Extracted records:
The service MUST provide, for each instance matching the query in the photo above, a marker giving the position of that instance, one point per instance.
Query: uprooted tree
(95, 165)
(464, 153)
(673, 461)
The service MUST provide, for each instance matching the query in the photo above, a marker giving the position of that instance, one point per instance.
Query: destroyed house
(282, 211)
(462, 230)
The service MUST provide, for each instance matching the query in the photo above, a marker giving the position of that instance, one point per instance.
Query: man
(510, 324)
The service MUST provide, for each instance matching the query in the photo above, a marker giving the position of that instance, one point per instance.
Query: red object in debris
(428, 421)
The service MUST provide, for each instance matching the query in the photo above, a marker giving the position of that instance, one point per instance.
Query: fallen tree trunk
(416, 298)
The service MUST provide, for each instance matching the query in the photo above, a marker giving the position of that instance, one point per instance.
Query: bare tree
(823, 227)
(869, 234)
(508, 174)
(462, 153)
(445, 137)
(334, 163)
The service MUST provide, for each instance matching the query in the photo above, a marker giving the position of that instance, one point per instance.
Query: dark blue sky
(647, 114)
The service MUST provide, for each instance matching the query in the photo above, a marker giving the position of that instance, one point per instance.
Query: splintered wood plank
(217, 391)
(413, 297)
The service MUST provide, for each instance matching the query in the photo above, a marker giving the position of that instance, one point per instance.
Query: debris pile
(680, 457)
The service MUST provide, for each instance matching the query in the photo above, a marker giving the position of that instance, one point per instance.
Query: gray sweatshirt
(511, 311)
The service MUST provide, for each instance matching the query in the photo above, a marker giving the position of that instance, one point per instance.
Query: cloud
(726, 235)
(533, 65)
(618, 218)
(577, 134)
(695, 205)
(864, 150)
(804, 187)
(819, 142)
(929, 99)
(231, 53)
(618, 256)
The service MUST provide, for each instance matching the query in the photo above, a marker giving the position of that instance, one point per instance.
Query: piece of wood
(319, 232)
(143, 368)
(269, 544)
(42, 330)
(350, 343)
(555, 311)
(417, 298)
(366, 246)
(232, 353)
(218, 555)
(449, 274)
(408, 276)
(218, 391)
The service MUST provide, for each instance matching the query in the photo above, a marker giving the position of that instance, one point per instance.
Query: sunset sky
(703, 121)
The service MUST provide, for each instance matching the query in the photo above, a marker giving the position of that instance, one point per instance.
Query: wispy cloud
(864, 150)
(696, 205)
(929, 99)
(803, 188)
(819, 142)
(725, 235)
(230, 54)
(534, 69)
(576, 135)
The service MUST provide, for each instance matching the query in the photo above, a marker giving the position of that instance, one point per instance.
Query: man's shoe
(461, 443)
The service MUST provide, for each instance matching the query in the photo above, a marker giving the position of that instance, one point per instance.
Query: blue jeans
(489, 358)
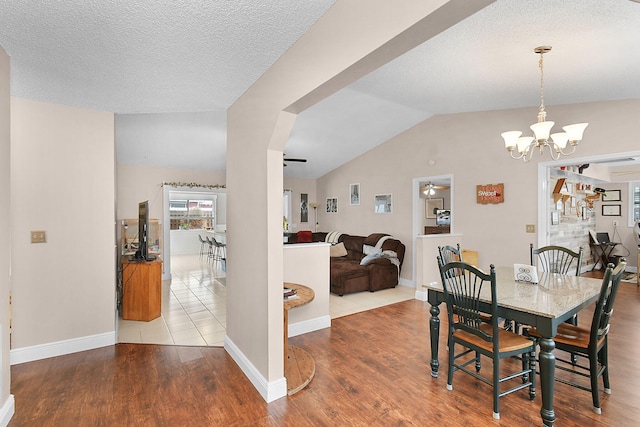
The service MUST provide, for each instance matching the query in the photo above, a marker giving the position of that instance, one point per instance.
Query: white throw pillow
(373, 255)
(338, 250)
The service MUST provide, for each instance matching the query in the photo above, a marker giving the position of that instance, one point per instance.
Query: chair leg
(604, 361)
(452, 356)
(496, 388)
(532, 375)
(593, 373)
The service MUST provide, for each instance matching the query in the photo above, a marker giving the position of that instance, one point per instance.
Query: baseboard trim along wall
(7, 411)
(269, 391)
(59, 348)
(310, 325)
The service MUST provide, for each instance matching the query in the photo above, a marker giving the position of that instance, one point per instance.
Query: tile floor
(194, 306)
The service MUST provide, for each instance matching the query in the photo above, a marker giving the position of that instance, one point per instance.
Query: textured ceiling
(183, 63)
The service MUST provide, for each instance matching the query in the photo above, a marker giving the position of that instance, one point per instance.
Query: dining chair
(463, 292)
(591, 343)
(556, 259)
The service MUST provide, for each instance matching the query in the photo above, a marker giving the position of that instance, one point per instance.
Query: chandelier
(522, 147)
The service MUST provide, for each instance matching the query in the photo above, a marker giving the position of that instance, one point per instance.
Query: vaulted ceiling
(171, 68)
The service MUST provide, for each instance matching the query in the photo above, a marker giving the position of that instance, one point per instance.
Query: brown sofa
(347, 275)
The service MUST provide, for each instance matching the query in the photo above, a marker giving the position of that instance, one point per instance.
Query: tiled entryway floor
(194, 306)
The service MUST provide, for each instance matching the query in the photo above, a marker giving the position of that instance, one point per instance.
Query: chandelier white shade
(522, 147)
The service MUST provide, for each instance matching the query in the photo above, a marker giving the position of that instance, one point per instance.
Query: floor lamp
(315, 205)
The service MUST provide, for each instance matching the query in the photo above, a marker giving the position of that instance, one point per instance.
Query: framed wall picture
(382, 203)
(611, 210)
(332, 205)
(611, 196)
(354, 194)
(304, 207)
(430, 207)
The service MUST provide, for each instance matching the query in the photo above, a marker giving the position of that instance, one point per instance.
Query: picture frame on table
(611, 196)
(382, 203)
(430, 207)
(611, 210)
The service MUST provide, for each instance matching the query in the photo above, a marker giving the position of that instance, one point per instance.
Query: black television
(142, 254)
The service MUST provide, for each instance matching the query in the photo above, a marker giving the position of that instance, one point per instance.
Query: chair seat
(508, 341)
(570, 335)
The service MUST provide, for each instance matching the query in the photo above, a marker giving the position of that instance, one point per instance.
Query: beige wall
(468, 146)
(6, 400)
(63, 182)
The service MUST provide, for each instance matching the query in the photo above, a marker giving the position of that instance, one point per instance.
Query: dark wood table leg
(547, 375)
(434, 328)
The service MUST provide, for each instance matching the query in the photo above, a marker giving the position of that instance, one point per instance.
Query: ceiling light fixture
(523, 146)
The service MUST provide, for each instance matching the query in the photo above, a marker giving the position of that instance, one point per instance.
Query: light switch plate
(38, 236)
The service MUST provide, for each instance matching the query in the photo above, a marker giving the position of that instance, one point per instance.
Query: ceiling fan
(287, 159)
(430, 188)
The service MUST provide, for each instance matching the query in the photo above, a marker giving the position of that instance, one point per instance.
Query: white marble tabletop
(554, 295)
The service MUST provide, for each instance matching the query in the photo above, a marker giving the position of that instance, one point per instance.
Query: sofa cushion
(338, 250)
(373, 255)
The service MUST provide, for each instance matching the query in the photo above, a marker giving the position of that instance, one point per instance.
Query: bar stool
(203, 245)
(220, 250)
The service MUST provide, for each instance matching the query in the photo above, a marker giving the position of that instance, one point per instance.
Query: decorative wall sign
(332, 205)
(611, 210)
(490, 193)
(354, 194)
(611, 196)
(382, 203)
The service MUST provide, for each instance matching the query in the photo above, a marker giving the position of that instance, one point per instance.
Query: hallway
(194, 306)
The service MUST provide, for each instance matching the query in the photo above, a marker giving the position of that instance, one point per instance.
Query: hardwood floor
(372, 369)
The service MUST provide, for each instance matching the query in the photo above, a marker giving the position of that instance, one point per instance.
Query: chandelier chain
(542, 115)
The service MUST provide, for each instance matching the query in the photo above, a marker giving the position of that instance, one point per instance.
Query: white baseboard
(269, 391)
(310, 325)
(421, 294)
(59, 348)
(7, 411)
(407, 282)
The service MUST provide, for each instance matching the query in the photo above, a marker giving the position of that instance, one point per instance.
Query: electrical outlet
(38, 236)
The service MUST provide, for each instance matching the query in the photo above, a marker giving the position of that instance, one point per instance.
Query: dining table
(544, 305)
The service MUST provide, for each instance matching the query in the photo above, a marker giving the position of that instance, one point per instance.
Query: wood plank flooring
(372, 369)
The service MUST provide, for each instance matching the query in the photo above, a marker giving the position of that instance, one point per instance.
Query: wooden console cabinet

◆ Try it
Would you write out all of the data exactly as it stands, without the pictures?

◆ Answer to this exercise
The service MUST provide, for each instance matching the query in the photo above, a marker giving the position of that instance, one point per instance.
Query: uprooted tree
(95, 165)
(464, 153)
(673, 461)
The service MUST provide, for each instance matching the query in the photo above, a marker giving the position of that instance, one point per instance.
Query: destroyed house
(282, 211)
(462, 230)
The service MUST provide, for each instance matching the query in the photo above, a marker giving the position of that instance, one point per instance.
Query: man
(510, 324)
The service MUST provide, for each instance matching the query in the photo above, a marker giving the position of that instance, one point per instance.
Query: red object in debris
(428, 421)
The service MUST provide, for each instance matching the query in the photo above, a marker giving the position of that instance, one point per instance.
Query: fallen tree trunk
(416, 298)
The service MUST provide, for each instance matching the query in the photo above, a marker giving the position of that instance, one point per instance.
Query: bare tree
(823, 227)
(869, 234)
(508, 174)
(462, 153)
(445, 137)
(334, 163)
The service MUST provide, for each instance matching the query in the photo above, a marker giving the position of that instance, one point per instance.
Query: dark blue sky
(647, 114)
The service MUST provide, for each instance matching the query in the photo above, a marker giving the position of that instance, one point per instance.
Query: splintered wood plank
(217, 391)
(413, 297)
The service MUST provide, for each instance matching the query in the photo above, a marker giving the position of that instance, one point per instance.
Query: debris pile
(680, 457)
The service MUST provide, for each instance matching the query in the photo above, a marker giving the position of that instance, one point per instance.
Query: gray sweatshirt
(511, 311)
The service MUST provide, for each instance matching the query in the photo above, a marker giving the position of that instance, one point per instance.
Query: cloud
(726, 235)
(533, 65)
(618, 218)
(577, 134)
(695, 205)
(864, 150)
(804, 187)
(819, 142)
(929, 99)
(231, 53)
(618, 256)
The service MUST provide, for each instance matching the query in the photo above, a marker giving the position of that instance, one point per instance.
Query: piece of wood
(319, 232)
(143, 368)
(269, 544)
(42, 330)
(350, 343)
(555, 311)
(417, 298)
(366, 246)
(232, 353)
(218, 555)
(449, 274)
(408, 276)
(218, 391)
The service MUST provide, for each instance matching the query in the photo above, a marker giving the position of that instance, one point per instance.
Query: sunset sky
(703, 121)
The service MUST provide, for each instance matching the query in the photo above, a marker giving the position of that instance, one point per instance.
Query: wispy cloud
(864, 150)
(696, 205)
(929, 99)
(803, 188)
(819, 142)
(725, 235)
(230, 54)
(534, 69)
(576, 135)
The service MUST provide, for each instance matching the query in the photo above, a marker giving the position of that instance, one point per instance.
Query: man's shoe
(461, 443)
The service MUST provide, for each instance matching the query in the photo above, a marker giving the position of that instance, one point per instance.
Query: blue jeans
(489, 358)
The service MUST provide, for each instance matching the query in the photo above, a marker giving the position of that instance, one point per instance.
Query: white throw pillow
(373, 255)
(338, 250)
The service MUST provide, for each instance matching the query in the photo above, a marker giving the position of that instance, one point per instance.
Query: chair leg
(604, 361)
(452, 356)
(496, 388)
(532, 375)
(593, 373)
The service MUST provide, for each instance matching the query in the photo above, a marker giving the position of that instance, one point per instance.
Query: baseboard trim along wall
(7, 411)
(269, 391)
(59, 348)
(310, 325)
The service MUST provide, for each instance matching the query in the photo above, a marker giving the position of that instance, one point per instance.
Query: tile floor
(194, 306)
The service MUST provide, for each instance matching the query in the photo above, a marker giving the position of that instance, one point per instance.
Query: textured ceiling
(183, 63)
The service MUST provide, for each instance matching the query in the photo above, a marker giving the position of that instance, one point per instance.
Query: dining chair
(463, 292)
(591, 343)
(556, 259)
The service MUST provide, for each instance matching the query in the photo above, a marker giving the position of that instance, one point per instance.
Query: chandelier
(522, 147)
The service MUST provide, for each instance matching the query in the photo above, a marker giving the position of that instance, one point per instance.
Query: vaulted ceiling
(171, 68)
The service MUST provide, for each instance matching the query in the photo above, a marker giving the position of that instance, one point per instance.
Query: brown sofa
(347, 275)
The service MUST provide, for each instance matching the query in the photo above, a marker giving the position of that instance, one point per instance.
Query: tiled entryway floor
(194, 306)
The service MUST provide, for each instance matching the query in the photo above, a marker giving the position of that instance, one point per instance.
Query: chandelier white shade
(522, 147)
The service MUST provide, for each instance matching the query in the photo above, a marker giving the position of that instance, one point per instance.
Query: floor lamp
(315, 205)
The service MUST provide, for each instance matching the query in the photo above, a marker giving the position of that instance, one point per instance.
Query: framed wall picture
(382, 203)
(611, 210)
(332, 205)
(611, 196)
(354, 194)
(304, 207)
(430, 207)
The service MUST provide, for each instance matching the query in the photo above, a marker giving the position of that instance, one point per instance.
Query: picture frame on table
(611, 196)
(382, 203)
(430, 207)
(611, 210)
The service MUST provide, for each instance matching the query in the photo above, a marker giving the position of that instance, one point per instance.
Query: black television
(142, 254)
The service MUST provide, for each instance matching the query in the photo above, a marker giving the position of that instance, one point per instance.
Query: chair seat
(508, 341)
(570, 335)
The service MUST provide, for each instance matching the query in the photo above, a marker giving the position of that instance, one point per instance.
Query: beige wall
(468, 146)
(6, 400)
(63, 182)
The service MUST provide, for each instance matching the query in the photo above, a marker giving the position of that instance, one point per instance.
Query: dark wood table leg
(547, 375)
(434, 328)
The service MUST provide, for each instance matching the query in the photo above, a marker giving the position of that instance, one point per instance.
Query: ceiling light fixture
(523, 146)
The service MUST provide, for each instance matching the query in the photo above, a marker giving the position of that instance, one point per instance.
Query: light switch plate
(38, 236)
The service MUST provide, for each instance matching the query in the photo above, a marker giving the position of that instance, one point per instance.
Query: ceiling fan
(287, 159)
(430, 188)
The service MUST provide, for each instance matching the query in the photo above, a marker giving the position of that instance, one point per instance.
Query: white marble tabletop
(554, 295)
The service MUST provide, for each instance matching the query in the photo above, a marker giving the position of that instance, one point per instance.
Query: sofa cushion
(338, 250)
(373, 255)
The service MUST provide, for each instance matching the query in the photo above, a marker giving the position of that instance, one point per instance.
Query: bar stool
(203, 245)
(220, 250)
The service MUST provide, for each instance matching the query in the photo above, a marker giving the position of that instance, one point per instance.
Query: decorative wall sign
(332, 205)
(611, 210)
(490, 193)
(354, 194)
(611, 196)
(382, 203)
The service MUST provide, for each instance matching the query in the photo above, a marker giving the position of that instance, one point per instance.
Query: hallway
(194, 306)
The service MUST provide, for each instance matching the query in the photo above, a marker giving the position of that instance, one point per instance.
Query: hardwood floor
(372, 369)
The service MUST provide, for each instance matching the query in the photo above, a marker giving the position of that instance, one point per instance.
Query: chandelier chain
(542, 115)
The service MUST provide, for each instance matching the query in the photo above, a marker giving the position of that instance, one point per instance.
Query: white baseboard
(269, 391)
(310, 325)
(421, 294)
(59, 348)
(7, 411)
(407, 282)
The service MUST provide, for each instance matching the query in the photo above, a marker giving the position of that instance, one point per instance.
Query: electrical outlet
(38, 236)
The service MUST provide, for each instance matching the query in the photo above, a marker giving the position of that instance, one point per instance.
Query: dining table
(544, 305)
The service MUST provide, for each instance matching the query in the photo above, a marker giving the position of that instance, one point per instance.
Query: wood plank flooring
(372, 369)
The service MUST provide, for each instance matching the query in the photo above, a marker giving the position of that instance, one point per instance.
Query: wooden console cabinet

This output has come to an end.